» **SUPPLIED DATA**:
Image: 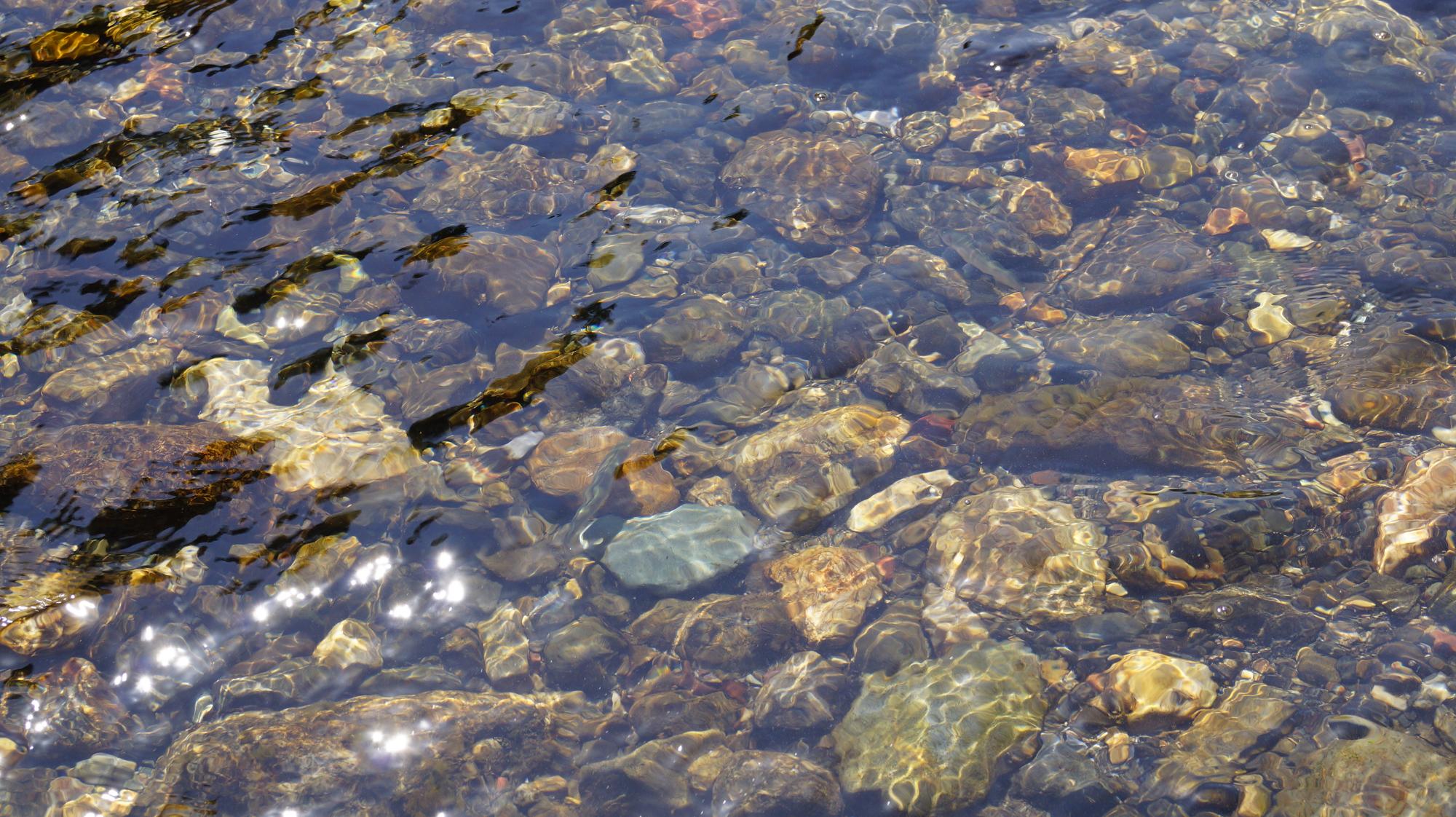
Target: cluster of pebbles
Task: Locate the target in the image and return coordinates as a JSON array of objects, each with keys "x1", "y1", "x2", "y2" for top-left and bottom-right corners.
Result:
[{"x1": 0, "y1": 0, "x2": 1456, "y2": 817}]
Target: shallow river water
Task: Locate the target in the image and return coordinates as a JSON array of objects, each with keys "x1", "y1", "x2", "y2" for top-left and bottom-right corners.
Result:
[{"x1": 0, "y1": 0, "x2": 1456, "y2": 817}]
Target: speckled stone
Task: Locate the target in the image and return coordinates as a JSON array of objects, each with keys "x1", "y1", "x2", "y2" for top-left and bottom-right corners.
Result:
[{"x1": 833, "y1": 639, "x2": 1047, "y2": 817}]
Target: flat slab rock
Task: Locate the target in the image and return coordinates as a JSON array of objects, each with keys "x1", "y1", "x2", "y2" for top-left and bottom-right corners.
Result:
[{"x1": 601, "y1": 502, "x2": 759, "y2": 596}]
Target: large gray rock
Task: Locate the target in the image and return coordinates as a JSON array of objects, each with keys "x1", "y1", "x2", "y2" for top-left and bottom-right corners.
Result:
[{"x1": 601, "y1": 504, "x2": 757, "y2": 596}]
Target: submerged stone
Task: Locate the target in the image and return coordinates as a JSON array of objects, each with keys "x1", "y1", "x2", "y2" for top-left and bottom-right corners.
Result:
[
  {"x1": 734, "y1": 405, "x2": 910, "y2": 530},
  {"x1": 601, "y1": 502, "x2": 757, "y2": 596},
  {"x1": 927, "y1": 486, "x2": 1107, "y2": 623},
  {"x1": 134, "y1": 692, "x2": 563, "y2": 817},
  {"x1": 833, "y1": 639, "x2": 1047, "y2": 817},
  {"x1": 1270, "y1": 715, "x2": 1456, "y2": 817}
]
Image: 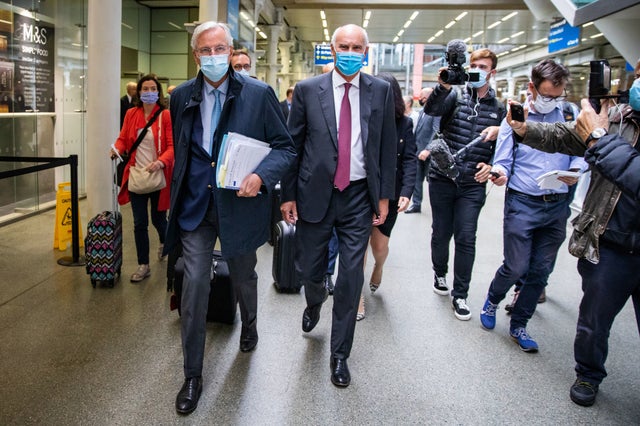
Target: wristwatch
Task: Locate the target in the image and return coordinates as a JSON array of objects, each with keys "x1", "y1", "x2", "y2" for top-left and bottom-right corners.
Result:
[{"x1": 584, "y1": 127, "x2": 607, "y2": 146}]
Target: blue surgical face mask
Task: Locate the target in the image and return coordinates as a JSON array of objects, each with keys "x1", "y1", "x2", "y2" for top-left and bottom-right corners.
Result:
[
  {"x1": 336, "y1": 52, "x2": 364, "y2": 77},
  {"x1": 140, "y1": 92, "x2": 158, "y2": 104},
  {"x1": 629, "y1": 78, "x2": 640, "y2": 111},
  {"x1": 469, "y1": 68, "x2": 487, "y2": 89},
  {"x1": 200, "y1": 53, "x2": 229, "y2": 83}
]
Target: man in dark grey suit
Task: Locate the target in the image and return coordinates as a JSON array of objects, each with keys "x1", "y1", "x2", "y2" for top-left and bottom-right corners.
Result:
[
  {"x1": 165, "y1": 22, "x2": 295, "y2": 414},
  {"x1": 280, "y1": 25, "x2": 397, "y2": 387}
]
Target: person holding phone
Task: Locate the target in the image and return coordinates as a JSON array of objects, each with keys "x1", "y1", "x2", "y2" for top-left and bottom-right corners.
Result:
[{"x1": 480, "y1": 59, "x2": 587, "y2": 352}]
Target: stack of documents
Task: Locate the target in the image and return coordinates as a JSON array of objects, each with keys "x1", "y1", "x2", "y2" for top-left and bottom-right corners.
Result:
[
  {"x1": 536, "y1": 170, "x2": 581, "y2": 189},
  {"x1": 216, "y1": 132, "x2": 271, "y2": 189}
]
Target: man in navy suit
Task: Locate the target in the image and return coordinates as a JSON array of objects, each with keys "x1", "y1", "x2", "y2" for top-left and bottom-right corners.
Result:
[
  {"x1": 280, "y1": 25, "x2": 397, "y2": 387},
  {"x1": 165, "y1": 22, "x2": 296, "y2": 414}
]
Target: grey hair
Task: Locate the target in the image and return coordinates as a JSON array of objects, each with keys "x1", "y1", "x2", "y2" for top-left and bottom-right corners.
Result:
[
  {"x1": 191, "y1": 21, "x2": 233, "y2": 50},
  {"x1": 331, "y1": 24, "x2": 369, "y2": 49}
]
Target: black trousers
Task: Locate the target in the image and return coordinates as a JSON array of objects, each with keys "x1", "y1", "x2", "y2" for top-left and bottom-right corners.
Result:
[{"x1": 296, "y1": 181, "x2": 373, "y2": 359}]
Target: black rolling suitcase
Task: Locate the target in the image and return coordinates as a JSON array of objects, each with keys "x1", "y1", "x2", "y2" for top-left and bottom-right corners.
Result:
[
  {"x1": 84, "y1": 160, "x2": 122, "y2": 288},
  {"x1": 269, "y1": 183, "x2": 282, "y2": 245},
  {"x1": 272, "y1": 220, "x2": 301, "y2": 293},
  {"x1": 171, "y1": 250, "x2": 238, "y2": 324}
]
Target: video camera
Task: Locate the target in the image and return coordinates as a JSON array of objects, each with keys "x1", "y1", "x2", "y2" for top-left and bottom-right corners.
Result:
[
  {"x1": 440, "y1": 39, "x2": 480, "y2": 84},
  {"x1": 589, "y1": 59, "x2": 629, "y2": 114}
]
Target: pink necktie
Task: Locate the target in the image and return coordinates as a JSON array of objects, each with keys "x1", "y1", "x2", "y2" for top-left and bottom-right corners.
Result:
[{"x1": 333, "y1": 83, "x2": 351, "y2": 191}]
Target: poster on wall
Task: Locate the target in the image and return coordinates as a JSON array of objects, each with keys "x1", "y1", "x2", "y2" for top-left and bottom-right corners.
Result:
[{"x1": 0, "y1": 13, "x2": 55, "y2": 112}]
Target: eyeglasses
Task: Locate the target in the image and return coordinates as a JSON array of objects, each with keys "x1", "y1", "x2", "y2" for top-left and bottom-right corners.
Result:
[
  {"x1": 536, "y1": 87, "x2": 568, "y2": 102},
  {"x1": 196, "y1": 45, "x2": 234, "y2": 56}
]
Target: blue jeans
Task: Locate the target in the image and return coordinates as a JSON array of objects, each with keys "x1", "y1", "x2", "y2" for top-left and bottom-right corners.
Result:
[
  {"x1": 411, "y1": 158, "x2": 431, "y2": 207},
  {"x1": 429, "y1": 179, "x2": 486, "y2": 299},
  {"x1": 573, "y1": 244, "x2": 640, "y2": 384},
  {"x1": 129, "y1": 191, "x2": 167, "y2": 265},
  {"x1": 489, "y1": 192, "x2": 571, "y2": 330}
]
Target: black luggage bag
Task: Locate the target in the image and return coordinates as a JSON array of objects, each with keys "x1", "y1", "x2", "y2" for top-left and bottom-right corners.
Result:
[
  {"x1": 171, "y1": 250, "x2": 238, "y2": 324},
  {"x1": 272, "y1": 220, "x2": 301, "y2": 293}
]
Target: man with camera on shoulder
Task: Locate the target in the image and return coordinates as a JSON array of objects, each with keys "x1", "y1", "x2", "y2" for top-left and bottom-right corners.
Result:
[{"x1": 424, "y1": 40, "x2": 506, "y2": 321}]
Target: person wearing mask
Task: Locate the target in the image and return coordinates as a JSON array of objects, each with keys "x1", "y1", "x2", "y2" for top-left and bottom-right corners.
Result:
[
  {"x1": 404, "y1": 87, "x2": 440, "y2": 214},
  {"x1": 480, "y1": 59, "x2": 587, "y2": 352},
  {"x1": 120, "y1": 81, "x2": 138, "y2": 129},
  {"x1": 356, "y1": 73, "x2": 417, "y2": 321},
  {"x1": 280, "y1": 24, "x2": 397, "y2": 387},
  {"x1": 424, "y1": 49, "x2": 505, "y2": 321},
  {"x1": 110, "y1": 74, "x2": 173, "y2": 283},
  {"x1": 507, "y1": 62, "x2": 640, "y2": 406},
  {"x1": 280, "y1": 87, "x2": 293, "y2": 120},
  {"x1": 231, "y1": 50, "x2": 251, "y2": 77},
  {"x1": 165, "y1": 21, "x2": 296, "y2": 414}
]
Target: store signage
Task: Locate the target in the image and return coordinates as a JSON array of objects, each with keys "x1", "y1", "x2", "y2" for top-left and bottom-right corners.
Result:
[{"x1": 549, "y1": 19, "x2": 580, "y2": 53}]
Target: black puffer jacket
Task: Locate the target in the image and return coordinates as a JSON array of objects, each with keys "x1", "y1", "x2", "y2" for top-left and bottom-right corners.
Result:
[{"x1": 424, "y1": 84, "x2": 506, "y2": 186}]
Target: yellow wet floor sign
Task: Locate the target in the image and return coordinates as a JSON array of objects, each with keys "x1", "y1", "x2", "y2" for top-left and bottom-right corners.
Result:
[{"x1": 53, "y1": 182, "x2": 84, "y2": 251}]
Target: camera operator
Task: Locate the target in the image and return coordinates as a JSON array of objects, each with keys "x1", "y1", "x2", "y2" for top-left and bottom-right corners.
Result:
[
  {"x1": 507, "y1": 62, "x2": 640, "y2": 406},
  {"x1": 424, "y1": 46, "x2": 505, "y2": 321}
]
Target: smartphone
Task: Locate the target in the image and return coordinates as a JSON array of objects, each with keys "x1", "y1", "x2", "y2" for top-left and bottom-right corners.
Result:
[{"x1": 509, "y1": 104, "x2": 524, "y2": 123}]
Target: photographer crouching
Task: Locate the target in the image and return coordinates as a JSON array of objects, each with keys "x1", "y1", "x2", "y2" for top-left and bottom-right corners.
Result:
[{"x1": 424, "y1": 40, "x2": 506, "y2": 321}]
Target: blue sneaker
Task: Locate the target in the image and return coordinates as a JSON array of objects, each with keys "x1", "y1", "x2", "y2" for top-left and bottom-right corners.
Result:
[
  {"x1": 510, "y1": 327, "x2": 538, "y2": 353},
  {"x1": 480, "y1": 296, "x2": 498, "y2": 330}
]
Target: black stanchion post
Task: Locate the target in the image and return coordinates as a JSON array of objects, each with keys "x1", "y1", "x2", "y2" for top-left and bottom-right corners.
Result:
[{"x1": 58, "y1": 155, "x2": 85, "y2": 266}]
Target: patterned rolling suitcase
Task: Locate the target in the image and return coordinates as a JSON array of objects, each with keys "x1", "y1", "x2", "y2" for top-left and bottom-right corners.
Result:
[
  {"x1": 271, "y1": 220, "x2": 301, "y2": 293},
  {"x1": 84, "y1": 161, "x2": 122, "y2": 288}
]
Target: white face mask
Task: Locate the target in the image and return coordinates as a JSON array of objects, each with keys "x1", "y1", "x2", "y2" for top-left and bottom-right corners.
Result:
[{"x1": 533, "y1": 94, "x2": 558, "y2": 114}]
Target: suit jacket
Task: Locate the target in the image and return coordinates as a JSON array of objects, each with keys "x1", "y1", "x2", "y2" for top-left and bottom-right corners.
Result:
[
  {"x1": 280, "y1": 99, "x2": 289, "y2": 122},
  {"x1": 282, "y1": 71, "x2": 397, "y2": 223},
  {"x1": 165, "y1": 70, "x2": 295, "y2": 257},
  {"x1": 120, "y1": 95, "x2": 135, "y2": 129}
]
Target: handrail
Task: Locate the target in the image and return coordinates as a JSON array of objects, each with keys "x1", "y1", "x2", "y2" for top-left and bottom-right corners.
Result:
[{"x1": 0, "y1": 154, "x2": 85, "y2": 266}]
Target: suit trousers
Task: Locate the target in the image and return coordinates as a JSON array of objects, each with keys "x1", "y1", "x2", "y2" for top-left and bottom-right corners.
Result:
[
  {"x1": 180, "y1": 196, "x2": 258, "y2": 378},
  {"x1": 296, "y1": 181, "x2": 373, "y2": 359}
]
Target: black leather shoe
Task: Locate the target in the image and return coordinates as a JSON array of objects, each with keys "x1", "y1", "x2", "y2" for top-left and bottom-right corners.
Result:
[
  {"x1": 404, "y1": 204, "x2": 421, "y2": 214},
  {"x1": 331, "y1": 357, "x2": 351, "y2": 388},
  {"x1": 176, "y1": 377, "x2": 202, "y2": 414},
  {"x1": 240, "y1": 325, "x2": 258, "y2": 352},
  {"x1": 302, "y1": 291, "x2": 329, "y2": 333},
  {"x1": 324, "y1": 274, "x2": 335, "y2": 296},
  {"x1": 569, "y1": 378, "x2": 598, "y2": 407}
]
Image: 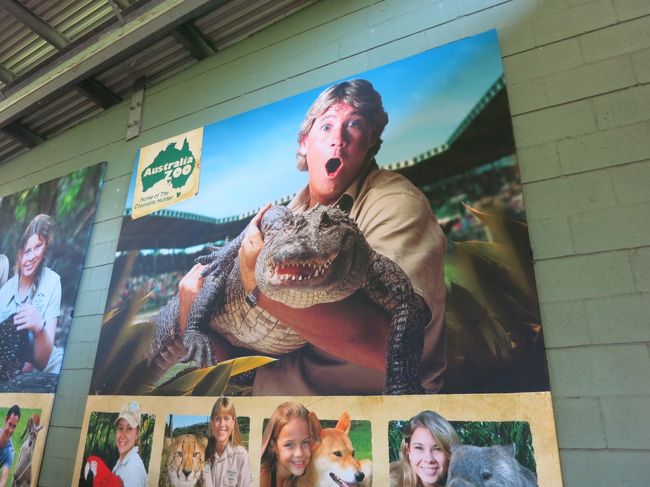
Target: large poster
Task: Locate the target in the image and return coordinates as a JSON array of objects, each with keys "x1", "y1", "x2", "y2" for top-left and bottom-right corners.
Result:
[
  {"x1": 77, "y1": 32, "x2": 561, "y2": 487},
  {"x1": 0, "y1": 163, "x2": 105, "y2": 486}
]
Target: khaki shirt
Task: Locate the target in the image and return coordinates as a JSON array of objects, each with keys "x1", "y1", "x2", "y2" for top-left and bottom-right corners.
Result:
[
  {"x1": 201, "y1": 442, "x2": 252, "y2": 487},
  {"x1": 253, "y1": 164, "x2": 447, "y2": 396}
]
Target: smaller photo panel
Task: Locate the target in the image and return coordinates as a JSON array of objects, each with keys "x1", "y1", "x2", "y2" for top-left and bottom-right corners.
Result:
[
  {"x1": 388, "y1": 411, "x2": 538, "y2": 487},
  {"x1": 158, "y1": 397, "x2": 252, "y2": 487},
  {"x1": 0, "y1": 404, "x2": 44, "y2": 486},
  {"x1": 79, "y1": 400, "x2": 156, "y2": 487},
  {"x1": 260, "y1": 401, "x2": 372, "y2": 487}
]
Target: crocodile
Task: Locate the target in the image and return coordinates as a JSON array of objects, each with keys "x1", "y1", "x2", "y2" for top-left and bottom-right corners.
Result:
[
  {"x1": 149, "y1": 205, "x2": 428, "y2": 394},
  {"x1": 0, "y1": 314, "x2": 34, "y2": 380}
]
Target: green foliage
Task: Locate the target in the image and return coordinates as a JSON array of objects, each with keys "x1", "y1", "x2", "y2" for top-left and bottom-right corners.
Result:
[
  {"x1": 83, "y1": 411, "x2": 156, "y2": 478},
  {"x1": 442, "y1": 207, "x2": 549, "y2": 393},
  {"x1": 0, "y1": 164, "x2": 105, "y2": 307}
]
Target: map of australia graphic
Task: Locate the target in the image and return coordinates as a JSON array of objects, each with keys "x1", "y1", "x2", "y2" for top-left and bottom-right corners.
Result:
[{"x1": 140, "y1": 139, "x2": 196, "y2": 192}]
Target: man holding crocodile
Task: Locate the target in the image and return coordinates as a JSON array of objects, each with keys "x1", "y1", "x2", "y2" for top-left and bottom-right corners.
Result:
[{"x1": 179, "y1": 79, "x2": 446, "y2": 395}]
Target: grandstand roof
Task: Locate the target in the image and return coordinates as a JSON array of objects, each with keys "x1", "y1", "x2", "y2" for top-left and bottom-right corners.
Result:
[{"x1": 118, "y1": 77, "x2": 515, "y2": 251}]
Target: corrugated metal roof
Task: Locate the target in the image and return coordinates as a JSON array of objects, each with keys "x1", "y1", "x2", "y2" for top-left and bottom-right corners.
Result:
[{"x1": 0, "y1": 0, "x2": 316, "y2": 164}]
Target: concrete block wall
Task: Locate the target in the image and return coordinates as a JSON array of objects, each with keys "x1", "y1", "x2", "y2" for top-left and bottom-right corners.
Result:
[{"x1": 0, "y1": 0, "x2": 650, "y2": 487}]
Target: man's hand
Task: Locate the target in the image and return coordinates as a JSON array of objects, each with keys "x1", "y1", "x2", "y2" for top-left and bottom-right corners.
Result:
[
  {"x1": 178, "y1": 264, "x2": 205, "y2": 336},
  {"x1": 238, "y1": 203, "x2": 271, "y2": 293},
  {"x1": 14, "y1": 304, "x2": 45, "y2": 334}
]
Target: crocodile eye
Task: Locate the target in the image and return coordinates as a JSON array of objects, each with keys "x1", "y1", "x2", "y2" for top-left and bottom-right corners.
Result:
[{"x1": 320, "y1": 212, "x2": 334, "y2": 228}]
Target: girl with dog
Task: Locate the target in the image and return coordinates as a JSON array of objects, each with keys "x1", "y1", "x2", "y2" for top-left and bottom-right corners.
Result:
[
  {"x1": 390, "y1": 411, "x2": 460, "y2": 487},
  {"x1": 260, "y1": 401, "x2": 319, "y2": 487},
  {"x1": 0, "y1": 214, "x2": 63, "y2": 374},
  {"x1": 202, "y1": 397, "x2": 252, "y2": 487}
]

» **INSTRUCTIONS FOR THE TASK**: Pull out every line of the entries above that contains the string "poster", copying each line in full. The match is case-sensitive.

» **OUTPUT OF THE TASK**:
Target: poster on wall
Target: large poster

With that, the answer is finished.